Task details:
Reproduce each of the following lines word for word, without changing anything.

** begin **

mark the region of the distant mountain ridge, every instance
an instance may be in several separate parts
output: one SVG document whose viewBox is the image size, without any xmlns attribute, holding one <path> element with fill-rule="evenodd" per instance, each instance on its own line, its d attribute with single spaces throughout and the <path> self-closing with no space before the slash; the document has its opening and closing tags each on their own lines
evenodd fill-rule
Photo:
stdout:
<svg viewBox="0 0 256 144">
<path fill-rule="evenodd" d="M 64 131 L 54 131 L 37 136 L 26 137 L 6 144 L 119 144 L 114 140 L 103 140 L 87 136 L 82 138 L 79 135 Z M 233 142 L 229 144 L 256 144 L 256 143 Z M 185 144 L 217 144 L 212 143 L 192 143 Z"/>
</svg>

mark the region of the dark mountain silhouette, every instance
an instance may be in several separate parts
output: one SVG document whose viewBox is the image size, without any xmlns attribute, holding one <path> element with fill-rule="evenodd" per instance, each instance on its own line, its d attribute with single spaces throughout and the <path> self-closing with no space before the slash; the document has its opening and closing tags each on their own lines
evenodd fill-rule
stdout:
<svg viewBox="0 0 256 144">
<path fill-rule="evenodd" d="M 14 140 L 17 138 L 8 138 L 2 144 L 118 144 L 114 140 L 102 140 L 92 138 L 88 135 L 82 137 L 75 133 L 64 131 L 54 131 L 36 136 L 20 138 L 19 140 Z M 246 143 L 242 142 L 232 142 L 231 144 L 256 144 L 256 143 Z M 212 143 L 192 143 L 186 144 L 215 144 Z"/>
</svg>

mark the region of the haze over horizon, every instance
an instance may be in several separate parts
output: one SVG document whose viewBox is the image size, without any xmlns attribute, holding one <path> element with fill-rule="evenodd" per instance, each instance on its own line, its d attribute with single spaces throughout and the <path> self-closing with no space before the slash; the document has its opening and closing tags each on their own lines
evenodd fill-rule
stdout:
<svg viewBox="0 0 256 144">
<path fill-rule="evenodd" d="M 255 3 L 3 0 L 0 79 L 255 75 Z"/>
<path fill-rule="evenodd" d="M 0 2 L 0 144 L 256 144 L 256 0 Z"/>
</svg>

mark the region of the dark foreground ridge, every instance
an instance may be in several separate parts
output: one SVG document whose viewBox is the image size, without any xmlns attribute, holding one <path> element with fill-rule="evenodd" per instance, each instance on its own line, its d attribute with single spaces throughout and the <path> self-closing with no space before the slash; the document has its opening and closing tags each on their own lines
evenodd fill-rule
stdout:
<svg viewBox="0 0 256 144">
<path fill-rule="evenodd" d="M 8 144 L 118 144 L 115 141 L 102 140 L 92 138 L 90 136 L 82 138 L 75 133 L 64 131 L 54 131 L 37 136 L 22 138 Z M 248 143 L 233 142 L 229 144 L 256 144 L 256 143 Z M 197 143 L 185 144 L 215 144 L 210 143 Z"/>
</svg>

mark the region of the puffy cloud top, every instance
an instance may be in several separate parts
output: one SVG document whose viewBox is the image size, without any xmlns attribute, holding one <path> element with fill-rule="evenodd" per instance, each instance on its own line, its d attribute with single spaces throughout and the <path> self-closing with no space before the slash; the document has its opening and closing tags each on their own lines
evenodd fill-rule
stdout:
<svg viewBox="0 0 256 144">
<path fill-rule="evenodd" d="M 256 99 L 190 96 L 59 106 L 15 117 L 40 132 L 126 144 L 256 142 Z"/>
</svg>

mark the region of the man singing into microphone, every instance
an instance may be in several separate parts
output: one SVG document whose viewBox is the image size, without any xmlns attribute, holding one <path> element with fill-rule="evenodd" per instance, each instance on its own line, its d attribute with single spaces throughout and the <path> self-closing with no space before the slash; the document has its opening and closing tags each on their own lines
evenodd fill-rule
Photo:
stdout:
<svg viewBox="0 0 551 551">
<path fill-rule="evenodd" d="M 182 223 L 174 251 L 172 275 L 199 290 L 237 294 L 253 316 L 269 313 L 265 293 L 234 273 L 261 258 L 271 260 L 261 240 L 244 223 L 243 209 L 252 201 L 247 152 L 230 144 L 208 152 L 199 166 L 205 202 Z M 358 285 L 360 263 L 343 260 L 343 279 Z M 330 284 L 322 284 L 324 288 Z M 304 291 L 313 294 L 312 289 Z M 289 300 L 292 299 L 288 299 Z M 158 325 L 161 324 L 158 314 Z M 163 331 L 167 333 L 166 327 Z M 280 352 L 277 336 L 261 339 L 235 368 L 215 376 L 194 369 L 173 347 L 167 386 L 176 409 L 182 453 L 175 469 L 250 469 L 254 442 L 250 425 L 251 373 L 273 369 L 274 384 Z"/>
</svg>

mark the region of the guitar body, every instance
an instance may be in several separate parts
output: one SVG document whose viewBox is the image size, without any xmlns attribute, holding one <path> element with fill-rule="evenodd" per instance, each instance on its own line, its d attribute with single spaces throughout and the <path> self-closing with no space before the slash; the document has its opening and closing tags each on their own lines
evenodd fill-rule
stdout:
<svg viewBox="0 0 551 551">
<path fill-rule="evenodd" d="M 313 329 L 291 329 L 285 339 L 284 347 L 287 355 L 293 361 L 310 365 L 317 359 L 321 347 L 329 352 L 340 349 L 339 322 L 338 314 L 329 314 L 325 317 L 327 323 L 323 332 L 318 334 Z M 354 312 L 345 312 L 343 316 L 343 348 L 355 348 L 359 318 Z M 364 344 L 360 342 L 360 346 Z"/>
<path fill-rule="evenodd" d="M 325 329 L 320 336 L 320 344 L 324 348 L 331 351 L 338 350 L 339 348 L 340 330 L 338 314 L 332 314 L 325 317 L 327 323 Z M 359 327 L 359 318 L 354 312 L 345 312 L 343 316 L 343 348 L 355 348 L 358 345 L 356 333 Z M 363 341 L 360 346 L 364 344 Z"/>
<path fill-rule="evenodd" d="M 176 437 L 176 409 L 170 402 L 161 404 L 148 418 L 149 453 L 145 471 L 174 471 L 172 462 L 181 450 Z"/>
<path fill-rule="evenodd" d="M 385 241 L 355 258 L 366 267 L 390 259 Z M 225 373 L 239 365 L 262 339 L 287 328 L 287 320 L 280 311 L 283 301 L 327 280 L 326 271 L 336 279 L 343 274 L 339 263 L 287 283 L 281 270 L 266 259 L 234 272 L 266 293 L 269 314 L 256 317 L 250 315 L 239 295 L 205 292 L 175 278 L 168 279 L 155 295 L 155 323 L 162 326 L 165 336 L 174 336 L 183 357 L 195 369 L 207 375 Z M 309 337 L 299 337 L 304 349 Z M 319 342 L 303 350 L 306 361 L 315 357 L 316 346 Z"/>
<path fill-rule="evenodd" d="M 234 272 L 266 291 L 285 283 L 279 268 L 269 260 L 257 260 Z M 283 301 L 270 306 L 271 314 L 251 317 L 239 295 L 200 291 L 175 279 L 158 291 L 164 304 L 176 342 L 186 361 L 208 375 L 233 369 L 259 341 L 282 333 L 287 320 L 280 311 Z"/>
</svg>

** end **

Result below:
mark the region of the distant mountain ridge, every instance
an instance may be in several separate parts
output: one SVG document whose viewBox is the image size, without any xmlns attribute, holding one <path> element with fill-rule="evenodd" per instance, each instance on its own line, its d attribute with single spaces throughout and the <path> self-closing with no space before the slash; the document has its opening and closing tags each on their own lines
evenodd fill-rule
Photo:
stdout:
<svg viewBox="0 0 256 144">
<path fill-rule="evenodd" d="M 64 131 L 54 131 L 37 136 L 26 137 L 6 144 L 119 144 L 114 140 L 103 140 L 87 136 L 82 138 L 79 135 Z M 233 142 L 229 144 L 256 144 L 256 143 Z M 185 144 L 217 144 L 212 143 L 192 143 Z"/>
</svg>

mark the region of the dark mountain silhouette, every instance
an instance may be in several separate parts
output: one SVG document whose viewBox is the image size, without any xmlns attribute, holding one <path> element with fill-rule="evenodd" per instance, each instance on its own line, its d attribute with single spaces throughout and the <path> self-closing with no space before the slash; the document has its opening and closing tags each on their own lines
evenodd fill-rule
stdout:
<svg viewBox="0 0 256 144">
<path fill-rule="evenodd" d="M 14 140 L 17 138 L 8 138 L 2 144 L 118 144 L 114 140 L 102 140 L 92 138 L 88 135 L 82 137 L 75 133 L 64 131 L 54 131 L 36 136 L 20 138 L 19 140 Z M 246 143 L 242 142 L 232 142 L 231 144 L 256 144 L 256 143 Z M 212 143 L 192 143 L 186 144 L 215 144 Z"/>
</svg>

mark the region of the haze over horizon, every instance
an instance may be in several separate parts
output: one SVG document whose viewBox is the image size, without any xmlns attribute, holding one <path> element with fill-rule="evenodd" per instance, each instance on its own line, its d attribute with single spaces throughout and the <path> self-closing with no space before the slash; the document has its opening and closing tags each on their own lines
evenodd fill-rule
stdout:
<svg viewBox="0 0 256 144">
<path fill-rule="evenodd" d="M 255 3 L 3 0 L 0 79 L 255 75 Z"/>
<path fill-rule="evenodd" d="M 0 2 L 0 144 L 256 144 L 256 0 Z"/>
</svg>

mark the region of the dark foreground ridge, every instance
an instance may be in several separate parts
output: one SVG document whose viewBox is the image size, without any xmlns attribute, holding one <path> element with fill-rule="evenodd" per instance, each instance on its own line, its d attribute with single spaces throughout and the <path> self-closing with no space before the slash; the document has its opening and closing tags each on their own lines
evenodd fill-rule
stdout:
<svg viewBox="0 0 256 144">
<path fill-rule="evenodd" d="M 8 144 L 118 144 L 115 141 L 102 140 L 92 138 L 90 136 L 82 138 L 75 133 L 64 131 L 54 131 L 37 136 L 22 138 Z M 248 143 L 233 142 L 229 144 L 256 144 L 256 143 Z M 197 143 L 185 144 L 215 144 L 210 143 Z"/>
</svg>

mark the region of the puffy cloud top, every instance
an instance may be in several separate parts
output: one SVG document whose viewBox is the image size, without any xmlns attribute, holding one <path> element with fill-rule="evenodd" per instance, each instance on its own line, its d attribute with single spaces throughout and the <path> self-closing with no space before the slash; the document has its opening and closing tags each on their own lines
evenodd fill-rule
stdout:
<svg viewBox="0 0 256 144">
<path fill-rule="evenodd" d="M 256 99 L 190 96 L 59 106 L 15 117 L 40 132 L 126 144 L 256 142 Z"/>
</svg>

mark the region of the man singing into microphone, every instance
an instance may be in several separate parts
output: one SVG document whose viewBox is the image size, without any xmlns attribute, holding one <path> element with fill-rule="evenodd" per instance, each instance on its own line, its d attribute with single spaces throughout and the <path> self-closing with no space before the slash; the document has its opening and closing tags each on their own lines
evenodd fill-rule
Photo:
stdout:
<svg viewBox="0 0 551 551">
<path fill-rule="evenodd" d="M 182 223 L 174 251 L 172 275 L 199 290 L 237 294 L 253 316 L 269 313 L 265 293 L 234 273 L 261 258 L 271 260 L 261 240 L 244 223 L 243 209 L 252 201 L 247 152 L 230 144 L 208 152 L 199 166 L 205 202 Z M 358 285 L 360 263 L 343 260 L 343 279 Z M 330 284 L 322 284 L 324 288 Z M 304 291 L 313 294 L 312 289 Z M 289 300 L 292 299 L 288 299 Z M 158 325 L 161 324 L 158 314 Z M 163 331 L 167 333 L 166 327 Z M 280 352 L 277 336 L 261 339 L 235 368 L 215 376 L 194 369 L 173 347 L 167 386 L 176 409 L 182 453 L 175 469 L 250 469 L 254 442 L 250 425 L 251 373 L 273 369 L 274 384 Z"/>
</svg>

mark the region of the guitar body, every instance
an instance may be in several separate parts
output: one SVG document whose viewBox is the image size, without any xmlns attribute, holding one <path> element with fill-rule="evenodd" per instance, each instance on its own line, its d attribute with single spaces throughout and the <path> self-closing with no space before the slash; the document has its opening and closing tags each on their own lines
evenodd fill-rule
stdout:
<svg viewBox="0 0 551 551">
<path fill-rule="evenodd" d="M 313 329 L 291 329 L 285 339 L 284 347 L 287 355 L 293 361 L 310 365 L 317 359 L 321 347 L 329 352 L 340 349 L 339 322 L 338 314 L 329 314 L 325 317 L 327 323 L 323 332 L 318 334 Z M 354 312 L 345 312 L 343 316 L 343 348 L 355 348 L 359 318 Z M 364 344 L 360 342 L 360 346 Z"/>
<path fill-rule="evenodd" d="M 325 329 L 320 336 L 320 344 L 324 348 L 331 351 L 338 350 L 339 348 L 340 330 L 338 314 L 332 314 L 325 317 L 327 323 Z M 359 327 L 359 318 L 354 312 L 345 312 L 343 316 L 343 348 L 355 348 L 358 345 L 356 333 Z M 363 341 L 360 346 L 364 344 Z"/>
<path fill-rule="evenodd" d="M 176 437 L 176 409 L 170 402 L 161 404 L 148 418 L 149 453 L 145 471 L 174 471 L 172 462 L 181 450 Z"/>
<path fill-rule="evenodd" d="M 385 241 L 355 258 L 366 267 L 390 259 Z M 225 373 L 239 365 L 262 339 L 287 328 L 287 320 L 280 311 L 283 301 L 327 280 L 326 271 L 336 279 L 343 274 L 339 263 L 287 283 L 281 270 L 266 259 L 234 272 L 266 293 L 269 314 L 256 317 L 250 315 L 239 295 L 205 292 L 175 278 L 168 279 L 155 295 L 155 323 L 162 326 L 165 336 L 174 336 L 183 357 L 195 369 L 207 375 Z M 309 337 L 299 337 L 304 349 Z M 319 342 L 303 350 L 306 361 L 315 357 L 316 346 Z"/>
<path fill-rule="evenodd" d="M 234 272 L 266 291 L 285 283 L 279 268 L 269 260 L 257 260 Z M 283 301 L 270 306 L 271 314 L 251 317 L 239 295 L 200 291 L 175 279 L 158 291 L 164 304 L 176 342 L 186 361 L 208 375 L 233 369 L 259 341 L 282 333 L 287 320 L 280 311 Z"/>
</svg>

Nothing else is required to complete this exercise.